*WHAT IS BEING ASKED:*
Starting at the line that contains "the nose, one" and running through the end of the material, could you give those lines again with "pink lip" changed to "upper lip" and nothing else altered?

[Begin SUPPLIED MATERIAL]

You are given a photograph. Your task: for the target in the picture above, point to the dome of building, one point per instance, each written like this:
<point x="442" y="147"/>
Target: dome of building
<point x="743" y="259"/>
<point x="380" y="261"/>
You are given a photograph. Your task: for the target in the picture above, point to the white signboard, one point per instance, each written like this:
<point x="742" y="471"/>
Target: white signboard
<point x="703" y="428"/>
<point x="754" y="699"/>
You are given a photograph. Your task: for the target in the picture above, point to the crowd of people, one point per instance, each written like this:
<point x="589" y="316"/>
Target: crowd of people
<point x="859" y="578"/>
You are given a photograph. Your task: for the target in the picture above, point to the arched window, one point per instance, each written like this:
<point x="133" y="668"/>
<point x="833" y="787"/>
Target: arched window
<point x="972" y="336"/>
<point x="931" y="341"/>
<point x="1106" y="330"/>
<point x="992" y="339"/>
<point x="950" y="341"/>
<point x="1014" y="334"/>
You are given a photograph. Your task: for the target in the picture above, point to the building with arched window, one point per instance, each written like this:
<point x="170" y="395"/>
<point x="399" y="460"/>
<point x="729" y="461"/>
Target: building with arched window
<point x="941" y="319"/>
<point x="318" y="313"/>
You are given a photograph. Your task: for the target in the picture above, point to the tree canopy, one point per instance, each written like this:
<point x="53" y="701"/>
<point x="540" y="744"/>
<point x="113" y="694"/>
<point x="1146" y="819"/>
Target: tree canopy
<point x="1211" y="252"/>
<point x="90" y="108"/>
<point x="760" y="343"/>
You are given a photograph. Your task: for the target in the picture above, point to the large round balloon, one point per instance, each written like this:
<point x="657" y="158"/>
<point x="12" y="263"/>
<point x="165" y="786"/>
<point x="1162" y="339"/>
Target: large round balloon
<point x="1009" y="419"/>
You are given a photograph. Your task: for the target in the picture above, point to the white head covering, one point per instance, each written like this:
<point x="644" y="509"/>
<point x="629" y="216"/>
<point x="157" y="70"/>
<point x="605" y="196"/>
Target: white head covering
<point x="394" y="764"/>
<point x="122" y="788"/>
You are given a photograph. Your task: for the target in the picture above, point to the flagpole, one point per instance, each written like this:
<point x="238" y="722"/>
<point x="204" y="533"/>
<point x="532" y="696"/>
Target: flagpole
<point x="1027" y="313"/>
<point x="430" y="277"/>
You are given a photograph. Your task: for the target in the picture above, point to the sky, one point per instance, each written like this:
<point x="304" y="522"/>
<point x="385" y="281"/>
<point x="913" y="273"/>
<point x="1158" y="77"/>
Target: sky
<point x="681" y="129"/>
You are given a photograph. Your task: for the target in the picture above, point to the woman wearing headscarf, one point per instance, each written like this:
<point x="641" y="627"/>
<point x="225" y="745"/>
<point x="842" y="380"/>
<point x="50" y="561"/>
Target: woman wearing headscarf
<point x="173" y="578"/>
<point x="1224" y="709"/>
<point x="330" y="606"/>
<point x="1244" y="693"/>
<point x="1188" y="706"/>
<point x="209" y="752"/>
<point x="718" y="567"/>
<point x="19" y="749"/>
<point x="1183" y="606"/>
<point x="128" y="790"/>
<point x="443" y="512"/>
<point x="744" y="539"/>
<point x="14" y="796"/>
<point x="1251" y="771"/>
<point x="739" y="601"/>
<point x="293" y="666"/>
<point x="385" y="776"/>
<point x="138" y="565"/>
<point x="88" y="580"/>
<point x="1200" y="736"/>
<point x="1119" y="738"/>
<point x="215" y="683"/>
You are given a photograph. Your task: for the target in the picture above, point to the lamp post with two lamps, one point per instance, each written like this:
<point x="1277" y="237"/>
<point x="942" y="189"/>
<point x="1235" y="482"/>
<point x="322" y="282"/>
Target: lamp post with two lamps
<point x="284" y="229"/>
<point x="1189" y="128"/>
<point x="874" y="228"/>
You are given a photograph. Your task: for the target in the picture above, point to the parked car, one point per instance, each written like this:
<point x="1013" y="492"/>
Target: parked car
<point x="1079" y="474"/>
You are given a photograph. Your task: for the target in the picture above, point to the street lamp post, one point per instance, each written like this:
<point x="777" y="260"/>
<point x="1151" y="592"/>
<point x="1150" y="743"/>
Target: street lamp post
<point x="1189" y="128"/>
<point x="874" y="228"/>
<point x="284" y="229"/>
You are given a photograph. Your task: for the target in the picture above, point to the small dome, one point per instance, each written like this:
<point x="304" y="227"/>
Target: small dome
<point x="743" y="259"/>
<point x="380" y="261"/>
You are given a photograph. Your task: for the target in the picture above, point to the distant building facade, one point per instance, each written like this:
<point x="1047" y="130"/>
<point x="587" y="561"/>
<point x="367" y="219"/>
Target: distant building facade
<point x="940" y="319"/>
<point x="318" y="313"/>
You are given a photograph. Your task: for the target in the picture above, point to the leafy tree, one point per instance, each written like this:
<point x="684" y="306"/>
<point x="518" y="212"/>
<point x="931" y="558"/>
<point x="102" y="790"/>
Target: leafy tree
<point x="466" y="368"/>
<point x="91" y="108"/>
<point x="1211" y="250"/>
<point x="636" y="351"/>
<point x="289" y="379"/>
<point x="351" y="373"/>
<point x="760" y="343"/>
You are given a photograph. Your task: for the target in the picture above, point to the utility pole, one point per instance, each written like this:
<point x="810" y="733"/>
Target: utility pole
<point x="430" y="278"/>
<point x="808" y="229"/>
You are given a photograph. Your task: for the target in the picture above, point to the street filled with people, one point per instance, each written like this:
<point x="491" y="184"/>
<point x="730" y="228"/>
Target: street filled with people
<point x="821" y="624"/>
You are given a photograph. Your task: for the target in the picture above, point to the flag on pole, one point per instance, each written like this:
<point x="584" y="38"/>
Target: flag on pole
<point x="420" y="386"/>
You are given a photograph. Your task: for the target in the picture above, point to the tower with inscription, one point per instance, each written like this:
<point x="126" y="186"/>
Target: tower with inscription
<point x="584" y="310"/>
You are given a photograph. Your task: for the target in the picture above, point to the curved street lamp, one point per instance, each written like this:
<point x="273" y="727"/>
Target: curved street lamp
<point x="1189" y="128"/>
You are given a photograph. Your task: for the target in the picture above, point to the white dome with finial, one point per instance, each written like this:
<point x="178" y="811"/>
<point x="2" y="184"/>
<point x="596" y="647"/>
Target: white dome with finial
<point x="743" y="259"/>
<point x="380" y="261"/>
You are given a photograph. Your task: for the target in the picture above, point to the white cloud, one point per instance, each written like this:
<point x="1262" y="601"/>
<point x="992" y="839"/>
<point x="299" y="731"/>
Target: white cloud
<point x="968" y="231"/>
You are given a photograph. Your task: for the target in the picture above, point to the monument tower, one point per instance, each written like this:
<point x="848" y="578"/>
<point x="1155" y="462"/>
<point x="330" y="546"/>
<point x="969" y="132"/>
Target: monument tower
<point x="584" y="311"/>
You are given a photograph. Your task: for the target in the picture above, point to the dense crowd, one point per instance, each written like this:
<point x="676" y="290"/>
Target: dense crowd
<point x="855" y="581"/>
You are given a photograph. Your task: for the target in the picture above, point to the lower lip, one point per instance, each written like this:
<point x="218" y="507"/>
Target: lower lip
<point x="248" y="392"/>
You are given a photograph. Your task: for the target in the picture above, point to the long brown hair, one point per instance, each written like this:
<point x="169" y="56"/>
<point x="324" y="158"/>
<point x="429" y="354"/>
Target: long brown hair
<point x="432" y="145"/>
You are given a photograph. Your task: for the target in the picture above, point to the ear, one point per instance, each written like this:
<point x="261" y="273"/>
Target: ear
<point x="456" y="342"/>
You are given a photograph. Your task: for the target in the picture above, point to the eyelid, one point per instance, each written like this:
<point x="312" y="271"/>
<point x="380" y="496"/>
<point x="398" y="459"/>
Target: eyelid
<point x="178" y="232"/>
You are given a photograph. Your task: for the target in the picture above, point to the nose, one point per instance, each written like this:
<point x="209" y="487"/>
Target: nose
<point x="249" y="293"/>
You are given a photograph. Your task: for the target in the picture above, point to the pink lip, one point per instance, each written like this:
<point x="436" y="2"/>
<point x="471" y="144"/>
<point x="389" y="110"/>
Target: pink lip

[End SUPPLIED MATERIAL]

*RESPONSE TO THIS EXERCISE:*
You are given a photograph. Your task: for the target in the picture above, point to the nose, one point per instance, each written like this:
<point x="209" y="487"/>
Target: nose
<point x="249" y="293"/>
You are given a photograph. Your task: for the target in the picture above, point to the upper lip, one point per instance, each written like this:
<point x="436" y="2"/>
<point x="471" y="144"/>
<point x="389" y="110"/>
Target: upper lip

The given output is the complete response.